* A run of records
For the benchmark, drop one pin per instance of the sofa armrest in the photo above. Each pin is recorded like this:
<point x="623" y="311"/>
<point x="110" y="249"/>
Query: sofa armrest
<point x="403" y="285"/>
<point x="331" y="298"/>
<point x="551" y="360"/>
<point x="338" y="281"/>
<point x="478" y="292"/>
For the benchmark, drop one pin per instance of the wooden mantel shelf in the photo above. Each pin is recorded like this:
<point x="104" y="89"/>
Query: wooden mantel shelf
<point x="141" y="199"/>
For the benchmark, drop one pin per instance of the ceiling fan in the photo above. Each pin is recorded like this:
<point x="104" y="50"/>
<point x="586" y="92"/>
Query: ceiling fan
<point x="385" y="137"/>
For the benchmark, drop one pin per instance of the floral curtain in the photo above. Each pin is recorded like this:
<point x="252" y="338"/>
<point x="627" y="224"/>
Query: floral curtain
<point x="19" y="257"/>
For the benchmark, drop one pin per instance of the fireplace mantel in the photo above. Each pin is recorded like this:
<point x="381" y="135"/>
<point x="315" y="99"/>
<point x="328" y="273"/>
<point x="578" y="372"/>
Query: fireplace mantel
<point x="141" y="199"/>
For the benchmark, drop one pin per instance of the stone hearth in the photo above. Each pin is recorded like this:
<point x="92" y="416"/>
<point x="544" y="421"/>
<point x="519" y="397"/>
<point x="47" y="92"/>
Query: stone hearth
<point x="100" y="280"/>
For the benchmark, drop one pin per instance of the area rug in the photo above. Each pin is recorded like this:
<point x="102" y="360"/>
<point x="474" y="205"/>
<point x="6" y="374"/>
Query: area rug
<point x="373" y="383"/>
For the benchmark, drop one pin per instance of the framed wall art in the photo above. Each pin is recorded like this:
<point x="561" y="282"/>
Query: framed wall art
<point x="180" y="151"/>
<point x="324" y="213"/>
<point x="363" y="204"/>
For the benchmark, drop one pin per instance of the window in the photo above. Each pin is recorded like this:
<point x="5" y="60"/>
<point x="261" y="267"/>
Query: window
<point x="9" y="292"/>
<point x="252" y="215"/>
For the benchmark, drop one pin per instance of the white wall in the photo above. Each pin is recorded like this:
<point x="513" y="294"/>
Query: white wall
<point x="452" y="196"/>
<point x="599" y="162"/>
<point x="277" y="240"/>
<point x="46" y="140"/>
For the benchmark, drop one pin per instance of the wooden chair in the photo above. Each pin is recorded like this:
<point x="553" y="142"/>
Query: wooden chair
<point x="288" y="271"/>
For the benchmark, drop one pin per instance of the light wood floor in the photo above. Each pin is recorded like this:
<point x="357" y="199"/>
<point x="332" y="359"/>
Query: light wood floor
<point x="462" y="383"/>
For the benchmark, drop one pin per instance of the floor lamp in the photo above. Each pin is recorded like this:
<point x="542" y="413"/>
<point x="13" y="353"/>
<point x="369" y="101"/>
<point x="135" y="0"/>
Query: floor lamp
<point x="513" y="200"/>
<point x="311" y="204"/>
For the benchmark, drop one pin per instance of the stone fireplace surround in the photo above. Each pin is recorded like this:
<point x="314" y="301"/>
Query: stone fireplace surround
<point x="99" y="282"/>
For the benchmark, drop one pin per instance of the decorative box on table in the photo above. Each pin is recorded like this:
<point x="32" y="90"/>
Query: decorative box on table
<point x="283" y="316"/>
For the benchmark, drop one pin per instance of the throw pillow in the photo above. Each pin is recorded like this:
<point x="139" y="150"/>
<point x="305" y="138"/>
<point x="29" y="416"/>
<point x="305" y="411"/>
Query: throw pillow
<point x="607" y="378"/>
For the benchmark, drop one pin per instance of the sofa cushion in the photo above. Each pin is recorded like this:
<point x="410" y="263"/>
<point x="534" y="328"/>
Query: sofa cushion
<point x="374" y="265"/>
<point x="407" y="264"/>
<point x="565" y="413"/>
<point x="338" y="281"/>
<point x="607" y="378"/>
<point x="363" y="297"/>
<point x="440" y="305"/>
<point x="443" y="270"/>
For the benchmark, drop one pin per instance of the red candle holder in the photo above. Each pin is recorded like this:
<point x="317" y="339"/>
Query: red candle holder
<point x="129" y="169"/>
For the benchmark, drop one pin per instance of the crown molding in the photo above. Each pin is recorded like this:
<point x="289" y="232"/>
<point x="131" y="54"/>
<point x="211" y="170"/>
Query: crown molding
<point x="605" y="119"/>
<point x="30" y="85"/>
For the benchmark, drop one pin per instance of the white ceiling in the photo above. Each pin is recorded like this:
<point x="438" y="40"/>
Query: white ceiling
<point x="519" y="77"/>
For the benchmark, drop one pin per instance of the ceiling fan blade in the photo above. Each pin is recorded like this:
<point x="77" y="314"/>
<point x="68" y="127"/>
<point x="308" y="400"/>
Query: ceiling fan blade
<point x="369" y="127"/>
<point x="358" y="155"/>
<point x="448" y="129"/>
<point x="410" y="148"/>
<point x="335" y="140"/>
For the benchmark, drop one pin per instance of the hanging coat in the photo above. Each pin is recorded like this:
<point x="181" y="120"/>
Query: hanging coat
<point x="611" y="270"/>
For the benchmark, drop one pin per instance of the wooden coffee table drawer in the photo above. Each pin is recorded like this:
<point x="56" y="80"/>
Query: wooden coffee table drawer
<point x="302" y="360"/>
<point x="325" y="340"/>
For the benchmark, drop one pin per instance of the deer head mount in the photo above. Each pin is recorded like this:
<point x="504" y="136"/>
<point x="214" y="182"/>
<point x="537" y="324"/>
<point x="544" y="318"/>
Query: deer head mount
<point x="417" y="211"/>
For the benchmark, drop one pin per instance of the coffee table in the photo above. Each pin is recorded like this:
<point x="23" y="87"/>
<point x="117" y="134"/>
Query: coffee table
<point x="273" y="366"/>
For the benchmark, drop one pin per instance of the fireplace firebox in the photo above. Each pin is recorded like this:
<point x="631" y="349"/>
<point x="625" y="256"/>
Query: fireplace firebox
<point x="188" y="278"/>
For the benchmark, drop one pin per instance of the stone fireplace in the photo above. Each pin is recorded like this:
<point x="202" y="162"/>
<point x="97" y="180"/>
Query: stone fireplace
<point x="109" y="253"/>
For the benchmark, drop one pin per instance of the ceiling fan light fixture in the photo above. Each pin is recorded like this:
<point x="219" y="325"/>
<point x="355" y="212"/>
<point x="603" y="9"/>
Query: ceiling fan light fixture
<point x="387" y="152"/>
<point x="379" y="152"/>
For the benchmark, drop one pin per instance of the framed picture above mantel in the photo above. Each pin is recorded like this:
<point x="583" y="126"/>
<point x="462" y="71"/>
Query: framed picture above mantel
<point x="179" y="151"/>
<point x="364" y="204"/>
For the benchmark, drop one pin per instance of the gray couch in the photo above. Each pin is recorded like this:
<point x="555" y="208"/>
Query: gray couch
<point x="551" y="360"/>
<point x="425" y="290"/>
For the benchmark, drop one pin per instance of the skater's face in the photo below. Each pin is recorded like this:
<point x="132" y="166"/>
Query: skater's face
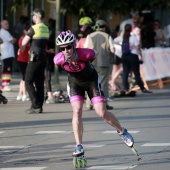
<point x="67" y="50"/>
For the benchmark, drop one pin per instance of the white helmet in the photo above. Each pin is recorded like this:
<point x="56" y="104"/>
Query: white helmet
<point x="65" y="37"/>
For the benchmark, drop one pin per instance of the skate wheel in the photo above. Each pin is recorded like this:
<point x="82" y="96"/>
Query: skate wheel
<point x="5" y="101"/>
<point x="75" y="162"/>
<point x="135" y="151"/>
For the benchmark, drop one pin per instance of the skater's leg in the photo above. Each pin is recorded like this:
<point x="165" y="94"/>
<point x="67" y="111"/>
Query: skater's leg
<point x="100" y="109"/>
<point x="77" y="121"/>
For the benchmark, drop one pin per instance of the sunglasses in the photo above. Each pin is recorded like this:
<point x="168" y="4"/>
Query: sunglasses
<point x="67" y="47"/>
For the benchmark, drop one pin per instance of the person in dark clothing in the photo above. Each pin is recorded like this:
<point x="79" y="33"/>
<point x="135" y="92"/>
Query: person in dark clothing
<point x="148" y="36"/>
<point x="34" y="78"/>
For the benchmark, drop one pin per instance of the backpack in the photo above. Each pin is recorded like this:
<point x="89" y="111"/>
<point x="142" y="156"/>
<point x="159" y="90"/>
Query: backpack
<point x="126" y="47"/>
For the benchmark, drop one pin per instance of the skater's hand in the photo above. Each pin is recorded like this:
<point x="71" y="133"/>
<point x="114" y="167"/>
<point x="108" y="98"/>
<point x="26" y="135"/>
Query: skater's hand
<point x="140" y="61"/>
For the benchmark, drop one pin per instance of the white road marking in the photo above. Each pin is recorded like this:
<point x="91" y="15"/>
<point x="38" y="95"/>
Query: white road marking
<point x="85" y="146"/>
<point x="53" y="132"/>
<point x="156" y="144"/>
<point x="112" y="167"/>
<point x="113" y="131"/>
<point x="12" y="147"/>
<point x="24" y="168"/>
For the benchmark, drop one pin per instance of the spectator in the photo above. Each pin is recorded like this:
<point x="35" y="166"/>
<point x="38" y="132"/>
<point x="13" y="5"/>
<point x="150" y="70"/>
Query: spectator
<point x="23" y="57"/>
<point x="83" y="23"/>
<point x="7" y="55"/>
<point x="160" y="38"/>
<point x="87" y="31"/>
<point x="49" y="99"/>
<point x="148" y="35"/>
<point x="38" y="34"/>
<point x="99" y="41"/>
<point x="131" y="58"/>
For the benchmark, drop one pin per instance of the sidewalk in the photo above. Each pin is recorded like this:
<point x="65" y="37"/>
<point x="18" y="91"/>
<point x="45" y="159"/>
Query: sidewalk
<point x="16" y="77"/>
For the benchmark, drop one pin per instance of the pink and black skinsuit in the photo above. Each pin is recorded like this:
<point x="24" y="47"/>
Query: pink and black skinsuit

* DO THIS
Exact repetition is required for the lines from the one that contains "For the benchmark, drop one pin per instance of the sunglasses" through the final line; leave out everything else.

* SOLUTION TO THIS PROBLEM
For the benchmark, drop one pin per instance of the sunglasses in the photo above. Each pin is recorded like this:
<point x="168" y="4"/>
Query: sunglasses
<point x="67" y="47"/>
For the benchmark, drop one pin per instance of the person in dark clothing in the photo above. Each pin is recorded like this:
<point x="79" y="33"/>
<point x="135" y="92"/>
Query: person in dark clothing
<point x="148" y="36"/>
<point x="34" y="78"/>
For the benchmark, drop one pin per instance of the backpack in the photo above. Each pin is recorded like this:
<point x="89" y="111"/>
<point x="142" y="156"/>
<point x="159" y="90"/>
Query: backpack
<point x="126" y="47"/>
For the benchmark, drop one pin per instance of the skater's hand in the photo above. Each pin is recorded like this:
<point x="71" y="133"/>
<point x="114" y="167"/>
<point x="108" y="98"/>
<point x="26" y="135"/>
Query: skater's hand
<point x="140" y="61"/>
For the benchmark, drop one pin per instance of the white road marking in the photo above. Each pin is recorded like this:
<point x="91" y="15"/>
<point x="38" y="95"/>
Query: white road marking
<point x="85" y="146"/>
<point x="53" y="132"/>
<point x="156" y="144"/>
<point x="112" y="167"/>
<point x="113" y="131"/>
<point x="12" y="147"/>
<point x="24" y="168"/>
For the benchmark, drop one pin per instance of the spectator in the photo above. Each pin is recorded like this:
<point x="35" y="166"/>
<point x="38" y="132"/>
<point x="13" y="5"/>
<point x="150" y="70"/>
Query: spectator
<point x="23" y="57"/>
<point x="83" y="23"/>
<point x="7" y="55"/>
<point x="160" y="38"/>
<point x="87" y="31"/>
<point x="49" y="99"/>
<point x="148" y="35"/>
<point x="38" y="34"/>
<point x="99" y="41"/>
<point x="131" y="58"/>
For the benchmark, drop one pin per instance of the sidewalk in the photo above. Each pin is recorded like this:
<point x="65" y="37"/>
<point x="18" y="91"/>
<point x="45" y="159"/>
Query: sidewalk
<point x="16" y="77"/>
For the benchmark, drop one pin per instance of the pink and black skinsuit in the photo above. Each pin is recorded like this:
<point x="24" y="47"/>
Query: pink and black skinsuit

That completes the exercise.